*Excerpted passage*.
•••••

The Yongzheng Emperor succeeded the Kangxi Emperor after a crisis that pitted many of the Kangxi Emperor's sons against one another. Many Manchu nobles who had sided with the Yongzheng Emperor's rivals during the succession struggle were still members of the Deliberative Council. To avoid alienating these grandees, the Yongzheng Emperor still made new appointments to the Council and consulted it on various military matters, but he also worked to undermine its power. To bypass the Council, he created smaller parallel bodies which he found more reliable and less entrenched. Slowly, he transferred deliberative powers to these more trusted ministers. Around 1730, these informal institutions crystallized into the Grand Council. Unlike the Deliberative Council, whose membership was almost exclusively Manchu, the Grand Council counted many Chinese among its ranks. This more ethnically mixed privy council served as the empire's main policymaking body for the rest of the Qing dynasty.

•••••

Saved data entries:
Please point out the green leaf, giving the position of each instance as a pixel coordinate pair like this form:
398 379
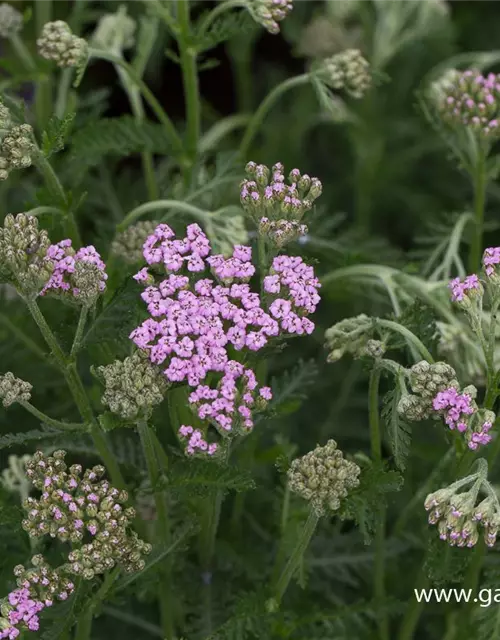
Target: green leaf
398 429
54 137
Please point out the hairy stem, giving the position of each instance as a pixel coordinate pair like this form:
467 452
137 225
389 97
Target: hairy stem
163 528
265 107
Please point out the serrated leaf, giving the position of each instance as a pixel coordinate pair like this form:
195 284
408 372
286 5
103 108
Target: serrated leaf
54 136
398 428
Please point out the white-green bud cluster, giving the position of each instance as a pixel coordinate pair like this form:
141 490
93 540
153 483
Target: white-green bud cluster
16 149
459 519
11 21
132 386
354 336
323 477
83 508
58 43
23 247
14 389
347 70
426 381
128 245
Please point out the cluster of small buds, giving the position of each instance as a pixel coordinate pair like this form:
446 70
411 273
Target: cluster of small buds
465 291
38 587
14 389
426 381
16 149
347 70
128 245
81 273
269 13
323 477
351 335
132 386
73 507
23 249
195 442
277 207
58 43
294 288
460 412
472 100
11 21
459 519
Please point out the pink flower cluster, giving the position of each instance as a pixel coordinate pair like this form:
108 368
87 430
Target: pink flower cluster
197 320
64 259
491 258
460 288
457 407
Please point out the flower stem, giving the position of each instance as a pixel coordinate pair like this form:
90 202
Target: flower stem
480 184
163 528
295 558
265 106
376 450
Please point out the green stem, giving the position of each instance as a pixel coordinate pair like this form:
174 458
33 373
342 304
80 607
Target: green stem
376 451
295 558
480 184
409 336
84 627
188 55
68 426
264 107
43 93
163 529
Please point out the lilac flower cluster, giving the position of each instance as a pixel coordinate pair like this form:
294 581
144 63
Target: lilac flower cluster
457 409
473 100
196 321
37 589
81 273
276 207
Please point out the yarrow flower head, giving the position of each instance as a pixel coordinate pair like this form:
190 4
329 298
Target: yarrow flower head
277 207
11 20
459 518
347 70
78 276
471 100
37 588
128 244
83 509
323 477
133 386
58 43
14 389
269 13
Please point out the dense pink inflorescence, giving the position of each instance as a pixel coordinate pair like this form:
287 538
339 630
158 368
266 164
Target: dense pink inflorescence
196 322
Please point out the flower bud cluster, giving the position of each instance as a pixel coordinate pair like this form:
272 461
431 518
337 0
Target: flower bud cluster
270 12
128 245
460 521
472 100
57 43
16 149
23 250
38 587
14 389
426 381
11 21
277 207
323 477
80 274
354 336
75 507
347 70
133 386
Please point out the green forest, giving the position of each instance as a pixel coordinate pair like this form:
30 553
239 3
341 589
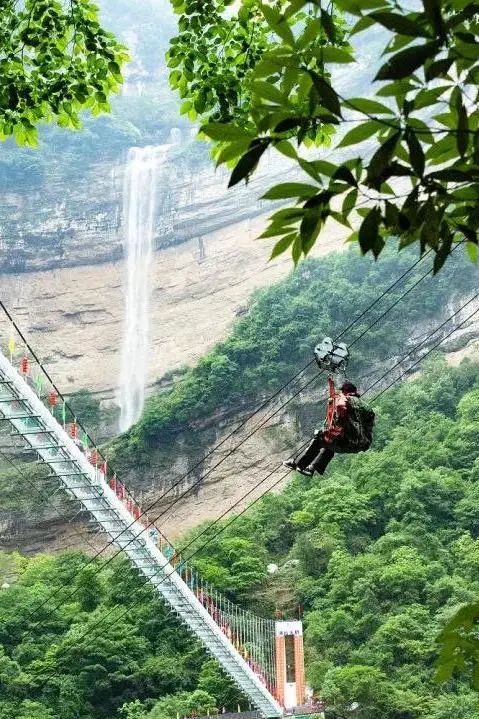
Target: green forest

•••••

*Work instructions*.
1. In the passage on the Grand Council, why did the Yongzheng Emperor keep making new appointments to the Deliberative Council and consulting it on military matters? Answer in one to three sentences.
2. According to the passage on the Grand Council, around what year did the informal institutions become the Grand Council?
3. Please continue the passage on the Grand Council from its last sentence.

*Answer set*.
1. Many Manchu nobles who had backed his rivals in the succession struggle were still members of the Deliberative Council. He kept appointing members and consulting it so that he would not alienate these grandees.

2. Around 1730.

3.
After the stabilization of the Grand Council in the 1730s, the influence of the Deliberative Council quickly declined. During the Qianlong period (1736–1796), the titles of "deliberative minister" and "deliberative prince" became mainly honorific. Manchu Grand Secretaries held such titles until 1792, when the Council was formally abolished by the Qianlong Emperor. The title was revived in the second half of the nineteenth century for Prince Gong and others when Prince Gong was head of the Grand Council.